### ISTRUZIONI DA SEGUIRE
Ripeti fedelmente, senza alcuna modifica, tutte le righe dei record riportati qui sotto.

::::::

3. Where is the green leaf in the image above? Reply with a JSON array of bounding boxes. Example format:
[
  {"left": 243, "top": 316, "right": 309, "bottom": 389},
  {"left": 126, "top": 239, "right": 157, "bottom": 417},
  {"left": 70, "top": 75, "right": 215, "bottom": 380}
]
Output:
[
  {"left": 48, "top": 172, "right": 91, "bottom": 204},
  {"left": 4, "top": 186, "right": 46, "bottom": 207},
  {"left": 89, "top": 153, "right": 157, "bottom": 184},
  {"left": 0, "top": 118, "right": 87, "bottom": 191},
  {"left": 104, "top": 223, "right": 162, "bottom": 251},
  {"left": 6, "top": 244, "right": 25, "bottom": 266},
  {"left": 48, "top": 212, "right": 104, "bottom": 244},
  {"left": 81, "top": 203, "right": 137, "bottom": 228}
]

::::::

### RISULTATO ESERCIZIO
3. Where is the green leaf in the image above? Reply with a JSON array of bounding boxes. Example format:
[
  {"left": 243, "top": 316, "right": 309, "bottom": 389},
  {"left": 126, "top": 239, "right": 157, "bottom": 417},
  {"left": 70, "top": 75, "right": 215, "bottom": 380}
]
Output:
[
  {"left": 48, "top": 172, "right": 91, "bottom": 204},
  {"left": 4, "top": 186, "right": 46, "bottom": 207},
  {"left": 89, "top": 153, "right": 157, "bottom": 184},
  {"left": 0, "top": 118, "right": 87, "bottom": 191},
  {"left": 104, "top": 223, "right": 162, "bottom": 251},
  {"left": 6, "top": 244, "right": 25, "bottom": 266},
  {"left": 48, "top": 212, "right": 104, "bottom": 244},
  {"left": 81, "top": 203, "right": 137, "bottom": 228}
]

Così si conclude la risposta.